# [TRY IT]
Extend the ranking of beach hotels past its last entry, picking up right after the final sentence about The Brando.

# [TEXT FOR ANALYSIS]
T+L readers voted Nihiwatu, on Indonesia’s remote Sumba Island, the World’s Best Hotel this year. For beachgoers, it’s a suitable choice. The resort, a 567-acre estate (over 90 percent of which remains lush tropical forest) has a pristine beach on the warm Indian Ocean. Surfers have flocked here since the 1980s to ride Occy’s Left: a challenging reef break. But Nihiwatu is no longer the sole domain of surfers. Today, well-heeled sunseekers don flip flops and enjoy the resort’s Sumbanese thatched villas, infinity pool, and dreamy white sands.

2. Southern Ocean Lodge in Australia

Animal lovers will be delighted to learn a place called Kangaroo Island exists, and that, true to its name, you can see the famous marsupial there (along with koalas, wallabies, wombats, penguins, cockatoos, and sea lions). Throw in the secluded Southern Ocean Lodge, a super-luxe eco-resort above cliff-lined beaches, and you won’t need another reason for traveling to this island off the coast of Adelaide. Each of the Lodge’s 21 suites has floor-to-ceiling windows overlooking the rugged coast. Hiking trails on-property lead to several beaches (watch for dolphins) and link up with neighboring preservation land.

3. Montage Kapalua Bay in Hawaii

Like The Brando’s Tetiaora atoll, Maui’s Kapalua Bay also has a history of local royalty deeming it sacred. With picture perfect turquoise waters, palm trees billowing in the Pacific breezes, and a crescent of golden sand flanked by two lava outcroppings, it’s easy to see why. Guests at the Montage have the bay and its beach as their backyard to explore. The resort’s beach crew can arrange for activities like snorkeling, paddle-boarding, kayaking, and fishing. Visit the spa for a more indulgent sea experience, like a seaweed cocoon in an open-air treatment room.

4. The Brando in Tahiti

Tahitian monarchs considered the Tetiaora atoll sacred. When Marlon Brando, while in French Polynesia filming Mutiny on the Bounty, stepped foot on the island in 1960, he agreed, and eventually turned it into his private refuge. Today, the late actor’s retreat has been transformed into the Brando, open to anyone so long as they can afford airfare to Tahiti and a nightly rate that starts at about $2,700. But once visitors arrive at one of the all-inclusive resort’s 35 spacious villas — which start at 1,000 square feet — and touch the island’s unspoiled white sand, the price tag won’t matter anymore.

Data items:
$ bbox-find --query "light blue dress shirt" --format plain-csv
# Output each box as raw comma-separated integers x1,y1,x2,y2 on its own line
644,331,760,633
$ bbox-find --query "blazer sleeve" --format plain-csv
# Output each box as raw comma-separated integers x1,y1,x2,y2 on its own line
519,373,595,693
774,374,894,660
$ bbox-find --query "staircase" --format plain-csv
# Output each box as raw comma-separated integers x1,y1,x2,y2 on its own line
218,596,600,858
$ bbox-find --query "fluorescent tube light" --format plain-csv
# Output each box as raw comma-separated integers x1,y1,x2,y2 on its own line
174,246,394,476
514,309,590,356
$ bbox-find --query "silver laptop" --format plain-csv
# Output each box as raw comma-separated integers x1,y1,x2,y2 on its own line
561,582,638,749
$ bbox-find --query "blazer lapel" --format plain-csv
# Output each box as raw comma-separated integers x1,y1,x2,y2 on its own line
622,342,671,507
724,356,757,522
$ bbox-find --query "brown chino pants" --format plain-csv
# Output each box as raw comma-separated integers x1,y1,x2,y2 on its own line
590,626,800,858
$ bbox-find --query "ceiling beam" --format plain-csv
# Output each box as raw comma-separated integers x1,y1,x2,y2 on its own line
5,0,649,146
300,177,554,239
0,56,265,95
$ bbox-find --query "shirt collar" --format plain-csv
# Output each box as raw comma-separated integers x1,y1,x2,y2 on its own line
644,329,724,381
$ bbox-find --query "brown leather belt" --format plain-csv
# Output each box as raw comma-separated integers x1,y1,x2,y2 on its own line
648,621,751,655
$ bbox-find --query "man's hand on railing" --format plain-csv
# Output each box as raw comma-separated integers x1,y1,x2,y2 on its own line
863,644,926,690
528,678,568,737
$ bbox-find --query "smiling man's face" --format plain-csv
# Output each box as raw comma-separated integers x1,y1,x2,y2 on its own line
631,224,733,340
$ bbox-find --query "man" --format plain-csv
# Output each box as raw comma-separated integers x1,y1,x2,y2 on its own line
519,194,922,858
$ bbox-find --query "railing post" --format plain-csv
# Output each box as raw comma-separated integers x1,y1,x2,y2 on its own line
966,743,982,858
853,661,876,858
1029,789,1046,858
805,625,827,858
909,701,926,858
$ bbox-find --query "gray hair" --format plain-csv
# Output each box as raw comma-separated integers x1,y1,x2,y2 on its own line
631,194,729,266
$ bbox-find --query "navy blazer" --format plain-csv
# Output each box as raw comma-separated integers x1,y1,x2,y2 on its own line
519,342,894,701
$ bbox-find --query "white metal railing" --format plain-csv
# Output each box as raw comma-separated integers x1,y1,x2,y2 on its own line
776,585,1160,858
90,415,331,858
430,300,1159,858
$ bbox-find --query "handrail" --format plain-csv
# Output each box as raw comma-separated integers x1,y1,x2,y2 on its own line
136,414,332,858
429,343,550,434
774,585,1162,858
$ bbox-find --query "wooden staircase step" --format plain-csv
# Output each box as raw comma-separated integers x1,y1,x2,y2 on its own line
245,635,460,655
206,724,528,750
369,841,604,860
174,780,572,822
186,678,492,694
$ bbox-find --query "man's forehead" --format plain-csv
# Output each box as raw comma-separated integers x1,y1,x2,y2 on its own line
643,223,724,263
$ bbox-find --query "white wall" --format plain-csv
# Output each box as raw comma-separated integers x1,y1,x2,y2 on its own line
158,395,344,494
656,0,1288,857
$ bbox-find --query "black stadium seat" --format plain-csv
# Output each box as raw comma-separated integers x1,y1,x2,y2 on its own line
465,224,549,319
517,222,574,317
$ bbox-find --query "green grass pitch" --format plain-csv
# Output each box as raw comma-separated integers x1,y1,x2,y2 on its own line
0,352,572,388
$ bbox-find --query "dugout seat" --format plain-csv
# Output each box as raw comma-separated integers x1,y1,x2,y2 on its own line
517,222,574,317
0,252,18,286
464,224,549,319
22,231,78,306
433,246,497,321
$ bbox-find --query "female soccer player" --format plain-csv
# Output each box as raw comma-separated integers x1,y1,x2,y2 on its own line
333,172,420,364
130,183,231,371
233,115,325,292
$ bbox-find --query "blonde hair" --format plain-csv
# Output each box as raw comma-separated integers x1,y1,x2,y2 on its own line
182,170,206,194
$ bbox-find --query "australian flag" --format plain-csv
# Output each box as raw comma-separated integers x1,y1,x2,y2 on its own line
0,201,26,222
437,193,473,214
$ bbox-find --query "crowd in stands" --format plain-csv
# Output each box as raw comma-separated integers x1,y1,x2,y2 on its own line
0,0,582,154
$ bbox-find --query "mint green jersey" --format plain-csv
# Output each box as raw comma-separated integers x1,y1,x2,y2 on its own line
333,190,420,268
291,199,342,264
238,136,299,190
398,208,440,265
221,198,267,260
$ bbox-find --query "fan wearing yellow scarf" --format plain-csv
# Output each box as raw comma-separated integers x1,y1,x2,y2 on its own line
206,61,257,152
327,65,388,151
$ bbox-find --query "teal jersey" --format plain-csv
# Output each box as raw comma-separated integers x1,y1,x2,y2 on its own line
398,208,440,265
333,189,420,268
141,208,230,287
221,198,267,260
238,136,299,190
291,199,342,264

# [EXERCISE RESULT]
5. Wequassett Resort and Golf Club

On the outer elbow of Cape Cod, Wequassett Resort is a sprawling compound of whitewashed buildings and clapboard cottages. Woodlands, salt marshes, and manicured gardens make up most of the 27 acre grounds, but T+L readers also love this Massachusetts resort for its beaches. On property, guests can bathe in the quiet waters of Pleasant Bay (or choose from two pools). The hotel can also arrange for exclusive visits to Outer Beach, which is part of Cape Cod National Seashore. Only accessible by boat, it’s one of the East Coast’s most secluded stretches of sand. Head here in the daytime for a picnic lunch, or come at night for stargazing.

6. Weekapaug Inn in Rhode Island

Surrounded by water on three sides, Rhode Island’s Weekapaug Inn is a Cape Cod-style resort with red cedar shingles and cranberry-red shutters. Rooms have distinct textiles and vintage furnishings (many from the original resort, which dates to 1899). Since its 19th-century opening, the main draw has always been the adjacent beach. This two-mile swath of sand is lined with dunes and freckled with wild beach roses. Guests at the Inn spread out across the beach, but not before stopping by the resort’s Bathhouse for a refreshing bottle of ice-cold Del’s lemonade: a Rhode Island favorite.

7. Rosewood Mayakoba in Playa del Carmen

The chirping tropical birds flitting around Rosewood Mayakoba sound just as happy as the guests at this jungly Riviera Maya resort. Most suites come with private docks for the boats that ferry guests around the mangrove lagoons. At the eastern edge of the reserve-like property is a white sand beach and an infinity pool that seems to disappear into the Caribbean. Also at the waterfront: Rosewood Mayakoba’s aptly named Punta Bonita (“Beautiful Point” in Spanish), a seaside restaurant serving regional Mexican cooking tapas-style. Look around the breezy dining room or terrace, and you might spot a celebrity. Jessica Alba is just one of the Hollywood A-listers who frequent the resort year after year.